_Try it_
What is needed is an exact copy of every record below.

________________________

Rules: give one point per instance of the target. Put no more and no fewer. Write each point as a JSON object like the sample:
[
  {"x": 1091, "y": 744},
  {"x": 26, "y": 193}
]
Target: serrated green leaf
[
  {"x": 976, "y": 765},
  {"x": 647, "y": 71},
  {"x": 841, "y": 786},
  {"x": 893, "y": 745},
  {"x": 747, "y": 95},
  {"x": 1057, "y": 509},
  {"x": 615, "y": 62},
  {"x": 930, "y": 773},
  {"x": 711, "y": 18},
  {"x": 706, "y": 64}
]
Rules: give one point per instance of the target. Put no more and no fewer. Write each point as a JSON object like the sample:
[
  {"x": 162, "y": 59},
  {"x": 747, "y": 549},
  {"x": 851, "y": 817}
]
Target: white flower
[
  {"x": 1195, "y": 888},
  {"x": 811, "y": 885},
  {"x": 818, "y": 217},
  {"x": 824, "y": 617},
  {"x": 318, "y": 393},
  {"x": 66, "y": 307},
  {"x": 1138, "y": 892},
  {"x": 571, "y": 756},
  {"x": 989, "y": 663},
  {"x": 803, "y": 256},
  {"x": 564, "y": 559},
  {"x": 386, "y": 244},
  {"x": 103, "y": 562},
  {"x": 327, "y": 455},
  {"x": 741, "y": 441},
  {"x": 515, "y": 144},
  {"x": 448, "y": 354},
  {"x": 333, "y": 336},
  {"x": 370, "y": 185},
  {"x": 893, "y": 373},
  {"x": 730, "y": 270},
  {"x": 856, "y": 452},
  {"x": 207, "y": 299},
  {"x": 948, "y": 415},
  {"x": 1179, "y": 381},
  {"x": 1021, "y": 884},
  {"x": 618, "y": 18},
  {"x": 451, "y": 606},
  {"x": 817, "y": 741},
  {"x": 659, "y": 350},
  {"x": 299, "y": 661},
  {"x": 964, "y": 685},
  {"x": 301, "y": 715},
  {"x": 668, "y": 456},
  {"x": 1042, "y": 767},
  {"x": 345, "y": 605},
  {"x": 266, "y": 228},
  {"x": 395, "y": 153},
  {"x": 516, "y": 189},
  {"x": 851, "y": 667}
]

________________________

_Completed task_
Rules: give one point per instance of the target. Put no more and no fewer. Write each point as a JSON object like the sample:
[
  {"x": 1091, "y": 744},
  {"x": 26, "y": 193}
]
Target: serrated green leaf
[
  {"x": 976, "y": 765},
  {"x": 647, "y": 71},
  {"x": 841, "y": 786},
  {"x": 893, "y": 745},
  {"x": 747, "y": 95},
  {"x": 1057, "y": 509},
  {"x": 615, "y": 62},
  {"x": 930, "y": 773},
  {"x": 711, "y": 18},
  {"x": 706, "y": 64}
]
Rules: give one point per instance of the target. Put no more and no fewer. Write each point as a JSON object like the sample:
[
  {"x": 162, "y": 59},
  {"x": 747, "y": 549},
  {"x": 851, "y": 817}
]
Target: white flower
[
  {"x": 1195, "y": 888},
  {"x": 811, "y": 885},
  {"x": 818, "y": 217},
  {"x": 824, "y": 617},
  {"x": 318, "y": 393},
  {"x": 66, "y": 307},
  {"x": 1138, "y": 892},
  {"x": 571, "y": 756},
  {"x": 989, "y": 663},
  {"x": 803, "y": 256},
  {"x": 564, "y": 559},
  {"x": 386, "y": 244},
  {"x": 103, "y": 562},
  {"x": 327, "y": 455},
  {"x": 741, "y": 441},
  {"x": 515, "y": 144},
  {"x": 448, "y": 354},
  {"x": 333, "y": 336},
  {"x": 370, "y": 185},
  {"x": 893, "y": 373},
  {"x": 730, "y": 270},
  {"x": 856, "y": 452},
  {"x": 207, "y": 299},
  {"x": 948, "y": 415},
  {"x": 1179, "y": 381},
  {"x": 1021, "y": 884},
  {"x": 618, "y": 18},
  {"x": 451, "y": 606},
  {"x": 817, "y": 741},
  {"x": 659, "y": 350},
  {"x": 299, "y": 661},
  {"x": 964, "y": 685},
  {"x": 301, "y": 715},
  {"x": 668, "y": 456},
  {"x": 1042, "y": 767},
  {"x": 345, "y": 605},
  {"x": 266, "y": 228},
  {"x": 395, "y": 153},
  {"x": 516, "y": 189},
  {"x": 851, "y": 667}
]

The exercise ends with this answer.